Requirement 1: In the text on Lutheran preaching, what do the Lutheran Confessions identify as "our cause"?
Requirement 2: Reproduce the part of the text on Lutheran preaching starting with "The glorious light" and going on through "(FC V. 581.1)".
Requirement 3: Carry on the text on Lutheran preaching and the law-Gospel distinction from the point where it stops.

Extract provided:
• • •

Our cause is identified in the Lutheran Confessions as “justification by faith alone, apart from works of the law.” This keeps all that we do and say finally as that which forgives sinners on account of Christ alone. Not just talking about it, but actually giving it. Are we ready to give the gift, no strings attached knowing that this kills the old sinner and raises the new saint? Knowing that this opens all to a true vocation? Knowing it ends us as spiritual questors so that God may make us some earthly good to our neighbors and the created world?
If so, why don’t we just open the floodgates? Why not let would-be Lutheran pastors go to make the best of their vocation? Why do theology together at all? Why make public confessions, and have others join us by “subscribing” to them? Not to reform the church, which is “always reforming,” as the popular Calvinist slogan goes now. But so that preaching can actually do what it is intended by God to do in the world. Put out the words whose letter kills, but which by the Holy Spirit makes alive. We work on our theology, submitting ourselves to the authority of these Lutheran Confessions, these faithful expositions of Scripture, to improve our preaching.
Theology then has to break off explanation and “interpretation” at the right point to give what it contemplates. As Philip told the story to the Ethiopian eunuch on the Gaza Road, for example: “Then Philip opened his mouth, and beginning with this scripture he told him the good news of Jesus And as they went along the road they came to some water, and the eunuch said, ‘See, here is water! What is to prevent my being baptized?”
The glorious light we have in the Confessions for doing this is the distinction of law and Gospel. “The distinction between law and gospel is a particularly glorious light. It serves to divide God’s Word properly and to explain correctly and make understandable the writings of the holy prophets and apostles. Therefore, we must diligently preserve this distinction, so as not to mix these two teachings together and make the gospel into a law. For this obscures the merit of Christ and robs troubled consciences of the comfort that they otherwise have in the holy gospel when it is preached clearly and purely. With the help of this distinction these consciences can sustain themselves in their greatest spiritual struggles against the terror of the law.” (FC V. 581.1)

• • •

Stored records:

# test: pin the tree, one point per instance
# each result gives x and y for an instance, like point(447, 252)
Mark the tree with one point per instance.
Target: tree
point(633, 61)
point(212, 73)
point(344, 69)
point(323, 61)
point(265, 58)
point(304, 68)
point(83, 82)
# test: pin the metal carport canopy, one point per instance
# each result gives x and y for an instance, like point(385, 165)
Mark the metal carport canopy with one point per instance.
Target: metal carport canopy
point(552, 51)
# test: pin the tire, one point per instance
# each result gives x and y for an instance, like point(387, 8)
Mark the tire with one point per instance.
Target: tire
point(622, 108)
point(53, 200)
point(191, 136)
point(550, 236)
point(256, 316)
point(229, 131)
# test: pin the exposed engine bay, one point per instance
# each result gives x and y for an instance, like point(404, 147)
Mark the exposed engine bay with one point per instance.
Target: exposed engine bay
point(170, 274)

• • •

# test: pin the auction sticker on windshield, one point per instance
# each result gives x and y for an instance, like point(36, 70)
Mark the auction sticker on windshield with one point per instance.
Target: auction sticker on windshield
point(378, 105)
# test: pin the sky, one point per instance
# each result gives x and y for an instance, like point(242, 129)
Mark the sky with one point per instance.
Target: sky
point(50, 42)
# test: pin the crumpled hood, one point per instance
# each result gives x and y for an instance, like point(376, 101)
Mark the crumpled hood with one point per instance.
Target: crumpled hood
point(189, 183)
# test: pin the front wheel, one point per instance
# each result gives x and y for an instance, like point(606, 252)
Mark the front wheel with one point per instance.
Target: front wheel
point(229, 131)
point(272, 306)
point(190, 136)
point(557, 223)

• • •

Answer space 1: Justification by faith alone, apart from works of the law.

Answer space 2:
The glorious light we have in the Confessions for doing this is the distinction of law and Gospel. “The distinction between law and gospel is a particularly glorious light. It serves to divide God’s Word properly and to explain correctly and make understandable the writings of the holy prophets and apostles. Therefore, we must diligently preserve this distinction, so as not to mix these two teachings together and make the gospel into a law. For this obscures the merit of Christ and robs troubled consciences of the comfort that they otherwise have in the holy gospel when it is preached clearly and purely. With the help of this distinction these consciences can sustain themselves in their greatest spiritual struggles against the terror of the law.” (FC V. 581.1)

Answer space 3:
Here we come back to the matter of our subscription to the Confessions. Do we dare confess what they teach about Scripture? Are we that free to confess them? Do they free us to let fly an unconditional word of God in Christ? Do they free us from political and ecclesial hand-wringing to wait patiently for God to work the end of the law in our churches, while in Christ He makes all-in-all so that we have no other God than this man, Jesus? No other freedom than a death like His and a resurrection like His? Do we dare go out into the world and confess like that, and watch the Holy Spirit elect sinners through us in ways we thought were impossible. Those men who drafted these Lutheran Confessions dared to believe it. For what was impossible for them, and is for us, is quite possible for the God who gave His only begotten Son, that whoever believes in Him shall be saved. Do we dare submit ourselves to these Lutheran Confessions so that we may be freed to preach Christ Jesus in truth and purity? This is the question every generation that calls itself “Lutheran” must answer.